**Job**
Quote the records below in full, exactly as given, with the images taken out.

**Records for the exercise**
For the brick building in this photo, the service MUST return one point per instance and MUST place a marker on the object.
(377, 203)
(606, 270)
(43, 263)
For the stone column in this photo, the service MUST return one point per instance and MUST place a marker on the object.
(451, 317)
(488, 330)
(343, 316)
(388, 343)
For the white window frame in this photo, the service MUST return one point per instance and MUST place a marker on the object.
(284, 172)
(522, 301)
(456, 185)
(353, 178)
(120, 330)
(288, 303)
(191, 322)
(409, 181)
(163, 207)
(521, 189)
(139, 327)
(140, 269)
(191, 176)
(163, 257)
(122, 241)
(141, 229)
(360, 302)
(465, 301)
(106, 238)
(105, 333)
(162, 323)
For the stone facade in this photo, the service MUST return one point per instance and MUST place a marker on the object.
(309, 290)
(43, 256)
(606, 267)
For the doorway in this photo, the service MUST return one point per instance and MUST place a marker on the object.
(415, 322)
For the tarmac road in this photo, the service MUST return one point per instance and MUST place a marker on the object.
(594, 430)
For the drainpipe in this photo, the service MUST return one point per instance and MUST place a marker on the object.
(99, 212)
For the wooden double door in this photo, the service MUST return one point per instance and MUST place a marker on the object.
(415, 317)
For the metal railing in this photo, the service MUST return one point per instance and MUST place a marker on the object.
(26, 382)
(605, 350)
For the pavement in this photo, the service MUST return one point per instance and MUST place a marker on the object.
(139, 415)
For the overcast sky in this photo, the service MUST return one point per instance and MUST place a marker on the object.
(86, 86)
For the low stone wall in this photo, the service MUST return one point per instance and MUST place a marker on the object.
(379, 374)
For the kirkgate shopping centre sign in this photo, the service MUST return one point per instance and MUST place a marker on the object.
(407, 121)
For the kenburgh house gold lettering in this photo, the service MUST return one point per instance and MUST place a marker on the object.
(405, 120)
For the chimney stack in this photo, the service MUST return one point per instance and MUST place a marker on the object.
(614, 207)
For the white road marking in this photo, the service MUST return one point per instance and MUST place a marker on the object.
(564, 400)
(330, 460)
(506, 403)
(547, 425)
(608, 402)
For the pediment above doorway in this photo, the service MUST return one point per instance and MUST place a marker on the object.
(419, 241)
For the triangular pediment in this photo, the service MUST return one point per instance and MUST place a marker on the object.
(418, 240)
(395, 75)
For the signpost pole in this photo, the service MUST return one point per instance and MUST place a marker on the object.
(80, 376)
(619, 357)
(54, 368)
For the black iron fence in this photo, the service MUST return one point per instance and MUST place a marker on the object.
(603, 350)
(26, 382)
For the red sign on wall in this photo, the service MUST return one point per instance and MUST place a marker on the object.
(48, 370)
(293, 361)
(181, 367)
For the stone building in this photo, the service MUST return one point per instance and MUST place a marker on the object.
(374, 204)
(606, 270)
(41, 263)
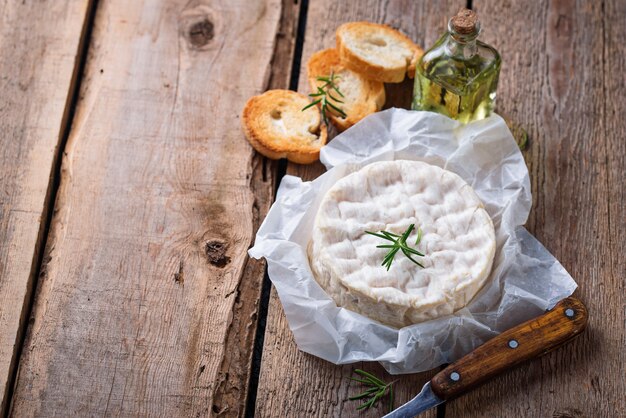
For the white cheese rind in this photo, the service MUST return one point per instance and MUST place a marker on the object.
(458, 242)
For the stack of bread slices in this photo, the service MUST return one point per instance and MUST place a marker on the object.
(283, 124)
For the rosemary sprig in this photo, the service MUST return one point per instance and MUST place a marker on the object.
(399, 244)
(323, 94)
(376, 389)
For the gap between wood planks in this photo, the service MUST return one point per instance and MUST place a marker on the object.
(66, 128)
(281, 170)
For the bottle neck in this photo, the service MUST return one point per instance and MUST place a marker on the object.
(462, 45)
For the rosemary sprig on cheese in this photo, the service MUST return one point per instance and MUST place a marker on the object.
(323, 94)
(376, 390)
(399, 244)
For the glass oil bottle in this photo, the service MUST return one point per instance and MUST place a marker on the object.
(458, 76)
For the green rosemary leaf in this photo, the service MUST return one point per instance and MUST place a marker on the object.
(399, 243)
(323, 92)
(311, 104)
(377, 389)
(334, 98)
(338, 92)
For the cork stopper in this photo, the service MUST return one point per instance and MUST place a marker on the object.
(465, 22)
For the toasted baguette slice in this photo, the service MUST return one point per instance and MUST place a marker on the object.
(377, 51)
(276, 126)
(361, 96)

**Solution below**
For the brick building in this photo, the service MUST return one point per instance and MUST place a marker on the object.
(377, 203)
(606, 270)
(43, 263)
For the stone column in this photo, the service MUST return one point per instance and MUST place a marker on the object.
(451, 317)
(488, 330)
(343, 316)
(388, 343)
For the white window frame in this photo, the service MUST return one point per instance and MUST place a marker on the object.
(284, 172)
(522, 301)
(456, 185)
(353, 178)
(120, 330)
(288, 303)
(191, 322)
(409, 181)
(163, 207)
(521, 189)
(139, 327)
(140, 269)
(191, 176)
(163, 257)
(122, 241)
(141, 229)
(360, 302)
(465, 301)
(106, 238)
(105, 333)
(162, 323)
For the stone facade in this photo, the service MUST return one point per instance and MUST place a marker on the object.
(309, 290)
(43, 256)
(606, 267)
For the doorway in this photo, the service MUST return one point per instance and MUST place a marker on the object.
(415, 322)
For the tarmac road in this photo, the service MUST return one point per instance and MUST place a marker on the object.
(594, 430)
For the drainpipe in this photo, the service MUST return one point per instance and MUST place a marker on the object.
(99, 212)
For the wooden double door in this photo, the service MUST return one point per instance and MUST place a marker on the object.
(415, 317)
For the metal railing in this photo, the service MUST return one point per instance and MUST place a marker on the object.
(26, 382)
(605, 350)
For the pavement in this photo, the service MUST return one point per instance and MUST place a marker on the object.
(139, 415)
For the overcast sky in this photo, the service MUST return one point per instance and MUST place a marker on the object.
(86, 86)
For the low stone wall in this photo, the service MUST return one point per instance and MUST place a marker on the object.
(379, 374)
For the kirkgate shopping centre sign in this photo, the service MUST return one point per instance and MUST place a marker on the object.
(407, 121)
For the kenburgh house gold lettering in this photo, the service MUST return one point per instance and MUST place a marker on the object.
(405, 120)
For the chimney stack in this photo, the service MUST return one point per instance and MUST place a marker on the object.
(614, 207)
For the white road marking in this photo, the service MUST return one point per instance and MUST place a marker on the object.
(564, 400)
(330, 460)
(506, 403)
(547, 425)
(608, 402)
For the pediment above doorway in this photo, the service MUST return one point per instance and MUST place a marker on the object.
(419, 241)
For the triangular pediment in this photo, the service MUST return one point per instance and MUST place a marker on the object.
(418, 240)
(395, 75)
For the signpost pole in this photo, the service MUST return one point per instance and MUST place a marker on the object.
(80, 376)
(619, 357)
(54, 368)
For the black iron fence in this photo, the service MUST return one point per instance and MUST place a marker on the object.
(603, 350)
(26, 382)
For the red sign on wall in this photo, the service MUST return one point per instance and MUST place a marker on the object.
(48, 370)
(293, 361)
(181, 367)
For the stone building in this photo, the service MUST return one point per instance and MUST place a marker on the object.
(374, 204)
(606, 270)
(41, 263)
For the white cheese rind in this photo, the service MUST return one point per instance and MUST place a marker on the object.
(458, 242)
For the stack of bread slices in this photo, the service MUST return one point per instance and MUST place a marker on the object.
(283, 124)
For the rosemary sprig in this photo, the service MUST return one point per instance and MUST place a marker on the object.
(399, 244)
(323, 94)
(376, 389)
For the gap between wood planks in this photo, the service MUST return one point per instance and MUST place a marker on the object.
(66, 128)
(281, 170)
For the bottle neck in this photo, the service MUST return one point per instance and MUST place a marker on the object.
(462, 45)
For the rosemary sprig on cheese in this photo, the service MUST return one point per instance and MUST place a marker on the object.
(323, 94)
(376, 390)
(399, 244)
For the glass oil bottle in this photo, the service MUST return one point per instance and MUST place a marker on the object.
(458, 76)
For the green rosemary leaf in this photo, the service MUST return one point per instance and MUST place a marker on the object.
(399, 243)
(323, 92)
(311, 104)
(377, 389)
(334, 98)
(338, 92)
For the cork stopper in this photo, the service MUST return one point per instance and MUST place a marker on the object.
(465, 22)
For the toasted baguette slice in this photo, the service MUST return one point per instance and MUST place a marker on the object.
(377, 51)
(276, 126)
(361, 96)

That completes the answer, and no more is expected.